Write out the part of the passage on global theology that starts at "Don’t misunderstand me: the" and ends at "particular theological context.", word for word.

* **SELECTION**

★ ★ ★ ★ ★

Of course, “global theology” is an unwieldy topic, and the book reflects some interesting methodological decisions about what counts as “global.” For example, the entry on “Australian theology” (written by a very promising young Pentecostal theologian) discusses the theological importance of Aboriginal history and spirituality in Australia, as well as the function of (mythical) Aussie identity-markers like “mateship” and “the fair go.” It may be true that “various scholars have sought to theologize … the broader metaphorical meanings” of such identity-markers – but such theologising would hardly represent the daily concerns of most practising Australian theologians; and this focus on the idiosyncratic features of Australian theology hardly gives the reader an impression of the broad landscape of theological work in this country, or of the main lines of division between the country’s dominant theological styles.

Don’t misunderstand me: the entry on Australia is interesting and informative, and I’m drawing attention to it only because of my own familiarity with this particular “global” context. But I think the questions raised here are important methodological questions for any account of global theology. Even if such an account is motivated by postcolonial sensitivities and by a desire to move beyond the narrow dominance of European theologies, one might also ask whether a certain (more refined) imperialism is at work in the endeavour to isolate and analyse the most exotic and idiosyncratic features of a particular theological context. 


I once heard of a Karl Barth conference that was held in Germany several years ago. The conference organisers had invited a Japanese theologian to participate, but they were somewhat dismayed to find that their Japanese scholar had no interest in theologising his own national context – he was entirely preoccupied with the questions and problems of modern German thought! Presumably the conference organisers had expected their guest to provide a more exotic “oriental” perspective.

★ ★ ★ ★ ★

* **Detection examples**
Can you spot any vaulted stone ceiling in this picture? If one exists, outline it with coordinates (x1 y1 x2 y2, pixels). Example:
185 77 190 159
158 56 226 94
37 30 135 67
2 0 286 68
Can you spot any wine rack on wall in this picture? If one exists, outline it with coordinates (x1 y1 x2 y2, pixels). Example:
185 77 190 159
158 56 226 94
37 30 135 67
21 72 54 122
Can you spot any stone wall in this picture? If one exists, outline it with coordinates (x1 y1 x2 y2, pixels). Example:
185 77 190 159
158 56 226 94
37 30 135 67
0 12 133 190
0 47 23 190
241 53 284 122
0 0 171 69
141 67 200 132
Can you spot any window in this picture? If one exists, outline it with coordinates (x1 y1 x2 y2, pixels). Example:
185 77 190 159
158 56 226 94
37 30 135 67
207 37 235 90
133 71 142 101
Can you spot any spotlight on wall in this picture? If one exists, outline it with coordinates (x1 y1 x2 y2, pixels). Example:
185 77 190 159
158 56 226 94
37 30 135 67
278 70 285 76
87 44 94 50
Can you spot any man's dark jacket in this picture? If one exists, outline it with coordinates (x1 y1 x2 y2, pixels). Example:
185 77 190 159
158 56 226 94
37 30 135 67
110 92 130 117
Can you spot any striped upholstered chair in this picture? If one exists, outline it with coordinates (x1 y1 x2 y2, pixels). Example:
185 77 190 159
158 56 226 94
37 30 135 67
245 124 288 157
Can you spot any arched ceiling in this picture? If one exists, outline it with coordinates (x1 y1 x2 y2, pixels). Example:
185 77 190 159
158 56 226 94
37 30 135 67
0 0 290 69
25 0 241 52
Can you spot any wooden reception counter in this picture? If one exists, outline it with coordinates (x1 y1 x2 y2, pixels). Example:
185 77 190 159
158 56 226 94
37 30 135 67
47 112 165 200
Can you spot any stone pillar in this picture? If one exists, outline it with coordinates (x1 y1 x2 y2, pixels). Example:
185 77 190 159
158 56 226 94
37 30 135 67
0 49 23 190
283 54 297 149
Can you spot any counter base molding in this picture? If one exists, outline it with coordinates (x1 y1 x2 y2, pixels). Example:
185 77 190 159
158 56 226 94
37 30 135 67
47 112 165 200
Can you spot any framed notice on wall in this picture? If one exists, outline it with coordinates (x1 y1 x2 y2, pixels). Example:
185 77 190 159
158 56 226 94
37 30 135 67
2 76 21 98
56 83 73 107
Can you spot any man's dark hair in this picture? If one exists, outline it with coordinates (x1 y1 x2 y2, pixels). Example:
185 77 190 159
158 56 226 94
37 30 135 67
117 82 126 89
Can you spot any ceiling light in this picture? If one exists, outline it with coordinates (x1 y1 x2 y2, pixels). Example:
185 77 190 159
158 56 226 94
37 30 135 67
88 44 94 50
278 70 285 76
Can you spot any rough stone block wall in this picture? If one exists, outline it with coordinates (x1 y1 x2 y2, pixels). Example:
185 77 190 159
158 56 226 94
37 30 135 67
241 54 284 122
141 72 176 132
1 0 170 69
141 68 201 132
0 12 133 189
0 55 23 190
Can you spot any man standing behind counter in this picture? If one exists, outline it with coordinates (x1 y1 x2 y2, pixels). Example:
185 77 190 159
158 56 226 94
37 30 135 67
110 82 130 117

★ ★ ★ ★ ★

* **FINISHED TASK**
Don’t misunderstand me: the entry on Australia is interesting and informative, and I’m drawing attention to it only because of my own familiarity with this particular “global” context. But I think the questions raised here are important methodological questions for any account of global theology. Even if such an account is motivated by postcolonial sensitivities and by a desire to move beyond the narrow dominance of European theologies, one might also ask whether a certain (more refined) imperialism is at work in the endeavour to isolate and analyse the most exotic and idiosyncratic features of a particular theological context.